--- Begin Exercise material ---
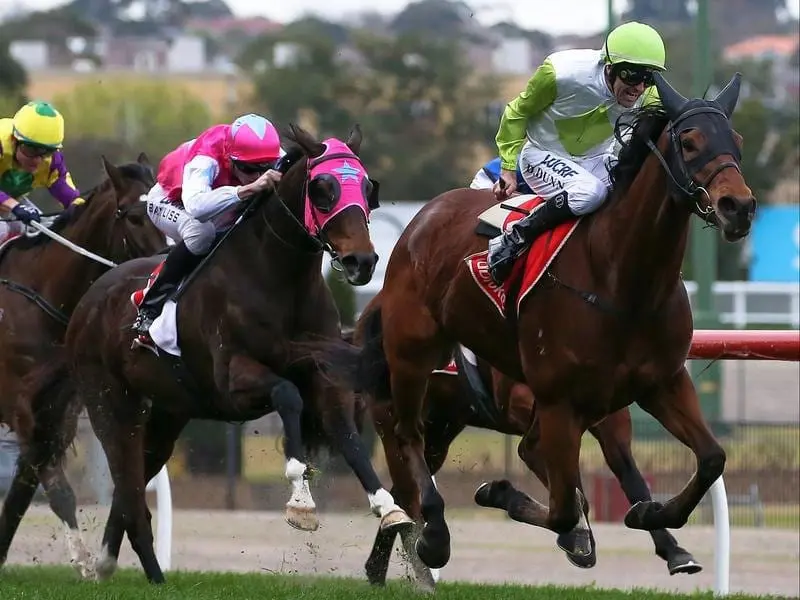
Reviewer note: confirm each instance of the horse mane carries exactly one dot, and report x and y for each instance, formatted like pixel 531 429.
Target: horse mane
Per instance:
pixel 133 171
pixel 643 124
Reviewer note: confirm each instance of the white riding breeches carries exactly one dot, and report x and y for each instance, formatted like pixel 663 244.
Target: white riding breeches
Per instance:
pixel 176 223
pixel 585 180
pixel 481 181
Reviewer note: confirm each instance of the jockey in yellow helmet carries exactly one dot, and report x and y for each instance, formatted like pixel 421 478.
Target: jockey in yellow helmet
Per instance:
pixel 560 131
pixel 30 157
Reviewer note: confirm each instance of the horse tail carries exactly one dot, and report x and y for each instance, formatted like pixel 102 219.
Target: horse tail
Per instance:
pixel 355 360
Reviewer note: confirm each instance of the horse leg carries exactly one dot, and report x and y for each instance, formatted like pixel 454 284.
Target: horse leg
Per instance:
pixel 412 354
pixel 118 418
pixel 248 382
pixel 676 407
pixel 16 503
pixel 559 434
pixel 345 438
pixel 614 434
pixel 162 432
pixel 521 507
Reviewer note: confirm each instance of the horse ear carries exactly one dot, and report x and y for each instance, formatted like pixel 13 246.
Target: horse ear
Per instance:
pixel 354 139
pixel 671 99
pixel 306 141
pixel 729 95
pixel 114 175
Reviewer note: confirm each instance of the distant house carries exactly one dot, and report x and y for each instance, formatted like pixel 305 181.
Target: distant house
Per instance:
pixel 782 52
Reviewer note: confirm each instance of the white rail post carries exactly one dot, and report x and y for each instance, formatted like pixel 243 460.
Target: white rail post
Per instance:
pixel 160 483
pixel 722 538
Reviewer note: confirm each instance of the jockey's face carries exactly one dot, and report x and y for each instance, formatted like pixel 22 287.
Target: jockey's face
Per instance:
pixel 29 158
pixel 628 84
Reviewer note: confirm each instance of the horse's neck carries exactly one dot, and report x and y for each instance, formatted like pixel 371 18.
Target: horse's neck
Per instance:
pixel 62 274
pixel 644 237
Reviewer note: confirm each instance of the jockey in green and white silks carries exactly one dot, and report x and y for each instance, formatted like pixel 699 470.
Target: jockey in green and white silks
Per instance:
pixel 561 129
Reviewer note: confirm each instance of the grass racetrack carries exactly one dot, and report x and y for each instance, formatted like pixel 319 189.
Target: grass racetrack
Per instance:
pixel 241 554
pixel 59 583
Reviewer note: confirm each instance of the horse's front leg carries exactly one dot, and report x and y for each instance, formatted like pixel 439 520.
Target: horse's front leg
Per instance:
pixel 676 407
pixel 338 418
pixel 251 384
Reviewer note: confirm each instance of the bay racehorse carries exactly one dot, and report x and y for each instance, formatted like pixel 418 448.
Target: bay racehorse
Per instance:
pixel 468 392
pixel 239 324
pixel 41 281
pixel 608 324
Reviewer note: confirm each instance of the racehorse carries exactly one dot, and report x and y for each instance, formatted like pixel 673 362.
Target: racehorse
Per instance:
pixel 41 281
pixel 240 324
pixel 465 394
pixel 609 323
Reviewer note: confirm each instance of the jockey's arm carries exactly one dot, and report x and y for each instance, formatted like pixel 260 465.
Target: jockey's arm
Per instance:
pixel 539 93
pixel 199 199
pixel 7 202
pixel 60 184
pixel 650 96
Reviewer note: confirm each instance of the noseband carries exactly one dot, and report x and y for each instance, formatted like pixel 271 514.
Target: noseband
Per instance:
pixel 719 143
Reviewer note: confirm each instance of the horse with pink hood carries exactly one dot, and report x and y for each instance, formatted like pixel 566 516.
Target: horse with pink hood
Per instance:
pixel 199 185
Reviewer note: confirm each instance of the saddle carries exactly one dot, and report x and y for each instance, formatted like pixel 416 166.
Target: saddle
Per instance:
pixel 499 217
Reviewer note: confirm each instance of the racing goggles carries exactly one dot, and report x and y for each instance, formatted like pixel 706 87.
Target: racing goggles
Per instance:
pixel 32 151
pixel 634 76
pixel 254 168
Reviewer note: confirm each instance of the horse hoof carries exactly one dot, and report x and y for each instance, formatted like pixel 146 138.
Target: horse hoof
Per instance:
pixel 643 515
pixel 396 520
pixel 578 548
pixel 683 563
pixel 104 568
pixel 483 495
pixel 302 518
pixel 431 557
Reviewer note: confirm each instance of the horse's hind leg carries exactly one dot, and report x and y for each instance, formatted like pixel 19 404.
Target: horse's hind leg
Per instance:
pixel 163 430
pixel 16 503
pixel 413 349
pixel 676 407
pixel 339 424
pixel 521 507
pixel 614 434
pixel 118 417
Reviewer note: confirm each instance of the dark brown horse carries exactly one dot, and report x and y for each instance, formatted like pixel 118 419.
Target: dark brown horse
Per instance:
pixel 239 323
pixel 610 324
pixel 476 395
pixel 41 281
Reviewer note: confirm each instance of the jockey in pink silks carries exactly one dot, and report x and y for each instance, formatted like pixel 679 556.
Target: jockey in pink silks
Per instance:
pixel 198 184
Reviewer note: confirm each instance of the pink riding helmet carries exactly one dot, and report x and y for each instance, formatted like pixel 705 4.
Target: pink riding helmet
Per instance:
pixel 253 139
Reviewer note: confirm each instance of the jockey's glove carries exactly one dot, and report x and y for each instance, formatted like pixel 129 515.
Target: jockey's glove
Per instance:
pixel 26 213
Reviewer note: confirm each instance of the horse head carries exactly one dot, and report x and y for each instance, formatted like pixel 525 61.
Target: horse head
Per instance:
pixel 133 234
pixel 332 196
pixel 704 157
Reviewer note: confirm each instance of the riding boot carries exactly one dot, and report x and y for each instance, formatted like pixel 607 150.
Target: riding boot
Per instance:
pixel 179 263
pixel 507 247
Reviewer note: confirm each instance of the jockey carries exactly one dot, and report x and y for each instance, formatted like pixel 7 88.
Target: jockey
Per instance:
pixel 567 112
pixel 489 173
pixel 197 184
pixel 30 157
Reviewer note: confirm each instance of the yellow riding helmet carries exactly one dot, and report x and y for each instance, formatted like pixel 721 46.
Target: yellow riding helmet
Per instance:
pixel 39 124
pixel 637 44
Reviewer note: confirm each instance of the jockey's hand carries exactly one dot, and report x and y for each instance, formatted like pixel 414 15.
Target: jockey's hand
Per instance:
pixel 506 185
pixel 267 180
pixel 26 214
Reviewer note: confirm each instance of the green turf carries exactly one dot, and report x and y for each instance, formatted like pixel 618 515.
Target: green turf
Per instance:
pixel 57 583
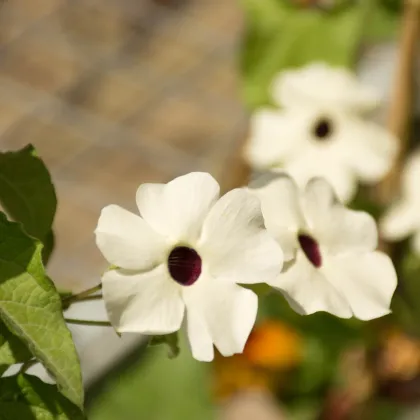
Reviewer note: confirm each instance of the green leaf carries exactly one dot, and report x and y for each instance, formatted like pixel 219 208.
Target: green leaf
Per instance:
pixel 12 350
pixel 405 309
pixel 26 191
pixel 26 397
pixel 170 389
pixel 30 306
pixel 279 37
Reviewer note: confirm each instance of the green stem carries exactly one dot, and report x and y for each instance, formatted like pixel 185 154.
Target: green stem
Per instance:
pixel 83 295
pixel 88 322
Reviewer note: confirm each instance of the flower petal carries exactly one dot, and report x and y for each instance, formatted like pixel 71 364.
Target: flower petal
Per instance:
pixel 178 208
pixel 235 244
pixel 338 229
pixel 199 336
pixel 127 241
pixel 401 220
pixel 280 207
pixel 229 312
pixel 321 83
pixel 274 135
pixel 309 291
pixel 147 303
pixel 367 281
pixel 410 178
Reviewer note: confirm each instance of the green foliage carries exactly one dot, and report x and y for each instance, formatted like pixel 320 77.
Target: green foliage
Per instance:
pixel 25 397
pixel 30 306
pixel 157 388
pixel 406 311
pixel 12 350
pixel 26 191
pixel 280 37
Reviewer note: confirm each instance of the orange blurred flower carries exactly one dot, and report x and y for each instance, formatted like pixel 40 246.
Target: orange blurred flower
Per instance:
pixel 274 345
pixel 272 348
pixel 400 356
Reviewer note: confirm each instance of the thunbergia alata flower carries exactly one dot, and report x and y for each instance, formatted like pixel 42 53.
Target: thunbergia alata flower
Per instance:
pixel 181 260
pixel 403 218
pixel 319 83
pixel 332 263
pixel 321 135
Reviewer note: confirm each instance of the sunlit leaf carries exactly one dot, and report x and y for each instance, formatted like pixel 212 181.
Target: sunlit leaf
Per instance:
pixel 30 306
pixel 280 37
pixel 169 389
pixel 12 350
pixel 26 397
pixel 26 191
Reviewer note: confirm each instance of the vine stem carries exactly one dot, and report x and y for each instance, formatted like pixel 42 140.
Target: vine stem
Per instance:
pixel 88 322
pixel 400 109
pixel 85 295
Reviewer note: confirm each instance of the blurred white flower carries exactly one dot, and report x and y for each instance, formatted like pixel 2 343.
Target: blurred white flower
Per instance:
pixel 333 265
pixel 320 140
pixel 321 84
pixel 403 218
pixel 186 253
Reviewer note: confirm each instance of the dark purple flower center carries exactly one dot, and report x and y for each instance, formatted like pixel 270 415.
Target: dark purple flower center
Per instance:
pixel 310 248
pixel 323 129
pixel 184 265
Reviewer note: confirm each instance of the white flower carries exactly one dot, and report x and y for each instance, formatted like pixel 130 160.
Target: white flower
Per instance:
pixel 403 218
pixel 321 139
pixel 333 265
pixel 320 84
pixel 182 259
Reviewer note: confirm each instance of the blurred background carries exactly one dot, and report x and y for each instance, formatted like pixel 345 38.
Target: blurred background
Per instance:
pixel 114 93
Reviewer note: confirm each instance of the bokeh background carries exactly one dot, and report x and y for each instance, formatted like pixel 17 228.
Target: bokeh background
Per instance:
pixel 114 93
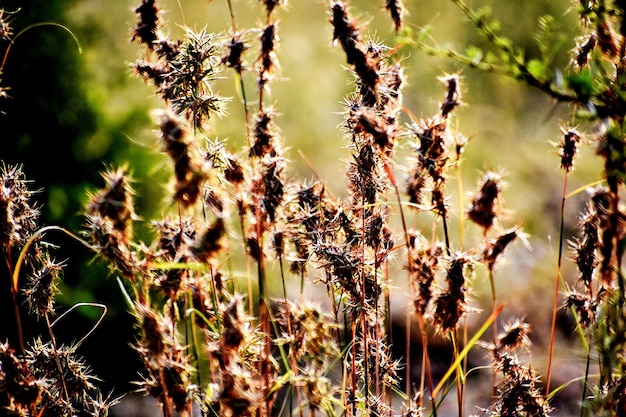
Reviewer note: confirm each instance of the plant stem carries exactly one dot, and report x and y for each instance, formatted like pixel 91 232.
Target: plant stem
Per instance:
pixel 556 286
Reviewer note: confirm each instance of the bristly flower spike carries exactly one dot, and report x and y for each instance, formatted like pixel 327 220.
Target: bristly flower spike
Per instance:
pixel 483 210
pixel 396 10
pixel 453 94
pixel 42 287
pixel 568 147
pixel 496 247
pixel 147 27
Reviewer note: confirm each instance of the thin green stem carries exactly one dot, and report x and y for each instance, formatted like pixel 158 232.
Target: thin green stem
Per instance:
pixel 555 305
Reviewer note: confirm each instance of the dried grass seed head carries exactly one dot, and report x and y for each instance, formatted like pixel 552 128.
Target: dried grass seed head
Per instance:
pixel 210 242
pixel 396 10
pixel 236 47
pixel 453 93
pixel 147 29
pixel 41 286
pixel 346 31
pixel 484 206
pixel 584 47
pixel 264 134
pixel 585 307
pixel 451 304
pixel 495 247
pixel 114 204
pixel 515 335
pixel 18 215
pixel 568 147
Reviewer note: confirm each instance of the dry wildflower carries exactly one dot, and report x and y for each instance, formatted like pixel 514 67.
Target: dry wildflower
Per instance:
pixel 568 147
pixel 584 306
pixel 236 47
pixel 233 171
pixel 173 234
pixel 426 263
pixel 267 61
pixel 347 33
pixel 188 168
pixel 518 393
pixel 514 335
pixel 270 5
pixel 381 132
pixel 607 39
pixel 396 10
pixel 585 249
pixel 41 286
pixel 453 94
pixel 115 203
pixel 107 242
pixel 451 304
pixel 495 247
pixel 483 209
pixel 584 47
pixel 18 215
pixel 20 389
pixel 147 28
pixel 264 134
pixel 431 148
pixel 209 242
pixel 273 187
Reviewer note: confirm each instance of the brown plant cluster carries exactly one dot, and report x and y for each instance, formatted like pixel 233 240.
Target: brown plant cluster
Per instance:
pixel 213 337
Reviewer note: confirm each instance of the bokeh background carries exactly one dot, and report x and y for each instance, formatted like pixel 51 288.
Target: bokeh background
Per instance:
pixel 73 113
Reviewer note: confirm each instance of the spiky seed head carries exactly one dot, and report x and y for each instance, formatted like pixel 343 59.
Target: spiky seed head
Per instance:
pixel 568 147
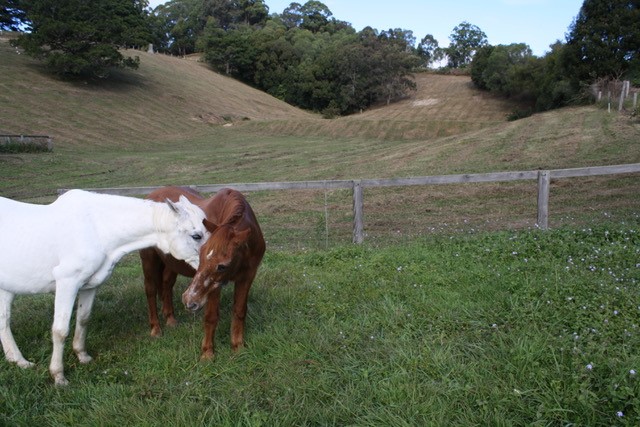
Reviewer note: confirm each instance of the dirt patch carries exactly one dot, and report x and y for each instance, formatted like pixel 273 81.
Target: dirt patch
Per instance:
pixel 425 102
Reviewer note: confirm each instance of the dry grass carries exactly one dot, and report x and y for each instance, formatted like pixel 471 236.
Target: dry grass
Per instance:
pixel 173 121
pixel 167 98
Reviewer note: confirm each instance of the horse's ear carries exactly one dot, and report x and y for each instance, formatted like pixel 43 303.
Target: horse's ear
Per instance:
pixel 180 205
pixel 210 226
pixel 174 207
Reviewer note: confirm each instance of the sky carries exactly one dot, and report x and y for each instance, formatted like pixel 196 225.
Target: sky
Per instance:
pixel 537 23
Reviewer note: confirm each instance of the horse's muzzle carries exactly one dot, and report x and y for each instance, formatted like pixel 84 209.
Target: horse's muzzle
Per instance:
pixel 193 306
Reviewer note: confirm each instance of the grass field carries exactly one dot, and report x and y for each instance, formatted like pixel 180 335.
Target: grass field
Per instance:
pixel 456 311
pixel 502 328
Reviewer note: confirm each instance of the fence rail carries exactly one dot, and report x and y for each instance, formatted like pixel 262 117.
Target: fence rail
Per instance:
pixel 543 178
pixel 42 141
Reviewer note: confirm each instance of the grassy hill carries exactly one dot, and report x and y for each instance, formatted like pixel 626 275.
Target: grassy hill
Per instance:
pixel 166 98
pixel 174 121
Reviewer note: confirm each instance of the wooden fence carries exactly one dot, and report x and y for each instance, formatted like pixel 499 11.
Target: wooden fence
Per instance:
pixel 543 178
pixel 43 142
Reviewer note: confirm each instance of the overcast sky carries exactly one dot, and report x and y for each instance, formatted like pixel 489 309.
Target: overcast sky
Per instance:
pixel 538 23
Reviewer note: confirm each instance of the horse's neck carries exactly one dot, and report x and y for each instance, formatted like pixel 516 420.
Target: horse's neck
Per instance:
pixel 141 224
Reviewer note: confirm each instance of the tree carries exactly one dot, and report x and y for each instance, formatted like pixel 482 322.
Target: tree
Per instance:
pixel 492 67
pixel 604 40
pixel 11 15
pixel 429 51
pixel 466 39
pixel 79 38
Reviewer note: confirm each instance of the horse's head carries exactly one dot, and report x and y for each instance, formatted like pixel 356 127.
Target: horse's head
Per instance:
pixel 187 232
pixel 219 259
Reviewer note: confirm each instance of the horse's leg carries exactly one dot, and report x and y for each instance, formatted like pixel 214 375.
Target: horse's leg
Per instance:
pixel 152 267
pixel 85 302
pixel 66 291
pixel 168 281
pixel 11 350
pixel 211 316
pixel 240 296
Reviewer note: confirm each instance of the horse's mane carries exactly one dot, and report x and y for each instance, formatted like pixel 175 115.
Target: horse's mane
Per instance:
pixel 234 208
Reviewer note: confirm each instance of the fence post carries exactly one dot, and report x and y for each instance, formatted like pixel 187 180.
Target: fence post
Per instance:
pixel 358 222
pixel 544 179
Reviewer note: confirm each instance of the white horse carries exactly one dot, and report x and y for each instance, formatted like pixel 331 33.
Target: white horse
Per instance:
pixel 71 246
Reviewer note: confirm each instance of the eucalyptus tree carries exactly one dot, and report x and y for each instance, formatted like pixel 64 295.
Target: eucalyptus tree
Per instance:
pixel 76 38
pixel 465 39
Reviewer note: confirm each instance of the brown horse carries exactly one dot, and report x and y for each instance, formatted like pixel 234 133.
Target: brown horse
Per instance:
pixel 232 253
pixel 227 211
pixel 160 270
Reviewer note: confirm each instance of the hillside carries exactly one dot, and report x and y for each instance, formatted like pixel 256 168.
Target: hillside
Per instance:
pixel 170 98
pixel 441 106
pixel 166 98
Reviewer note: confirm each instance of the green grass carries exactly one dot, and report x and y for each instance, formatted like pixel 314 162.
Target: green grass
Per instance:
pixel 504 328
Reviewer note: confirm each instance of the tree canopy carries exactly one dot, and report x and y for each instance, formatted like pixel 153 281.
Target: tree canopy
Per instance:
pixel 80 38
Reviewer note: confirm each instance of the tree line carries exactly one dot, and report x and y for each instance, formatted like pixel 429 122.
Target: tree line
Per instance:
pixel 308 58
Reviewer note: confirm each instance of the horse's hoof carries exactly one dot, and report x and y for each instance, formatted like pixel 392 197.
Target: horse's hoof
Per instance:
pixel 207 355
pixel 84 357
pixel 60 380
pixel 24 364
--- End Exercise material ---
Copy the lines above verbatim, from the line containing "Reviewer note: confirm each instance of the green stem" to the line containing "pixel 321 135", including both of those lines.

**Response to the task:**
Reviewer note: confirm each instance of the green stem carries exactly one dot, and report x and y for each instance, formatted like pixel 185 154.
Target: green stem
Per instance:
pixel 83 295
pixel 88 322
Reviewer note: confirm each instance of the flower petal carries exactly one dot, and report x and y for each instance, formatted like pixel 71 364.
Target: flower petal
Per instance:
pixel 178 208
pixel 235 244
pixel 338 229
pixel 199 336
pixel 127 241
pixel 401 220
pixel 280 207
pixel 229 312
pixel 321 83
pixel 274 135
pixel 309 291
pixel 147 303
pixel 367 281
pixel 410 178
Reviewer note: confirm each instance of the green foliage carries exactly one dot, and report x and y for each instance, formatted like pixel 320 77.
Target: green foliage
Per instance:
pixel 25 397
pixel 30 306
pixel 157 388
pixel 406 311
pixel 12 350
pixel 26 191
pixel 280 37
Reviewer note: confirm each instance of the orange blurred flower carries exactly one dot, and report x and y for each instance, formatted like pixel 40 246.
Target: orange blurred flower
Per instance:
pixel 274 345
pixel 272 348
pixel 400 356
Reviewer note: confirm each instance of the thunbergia alata flower carries exactly one dot, and report x and y for each instance, formatted like pixel 42 53.
Target: thunbergia alata flower
Per instance:
pixel 181 260
pixel 403 218
pixel 319 83
pixel 332 263
pixel 321 135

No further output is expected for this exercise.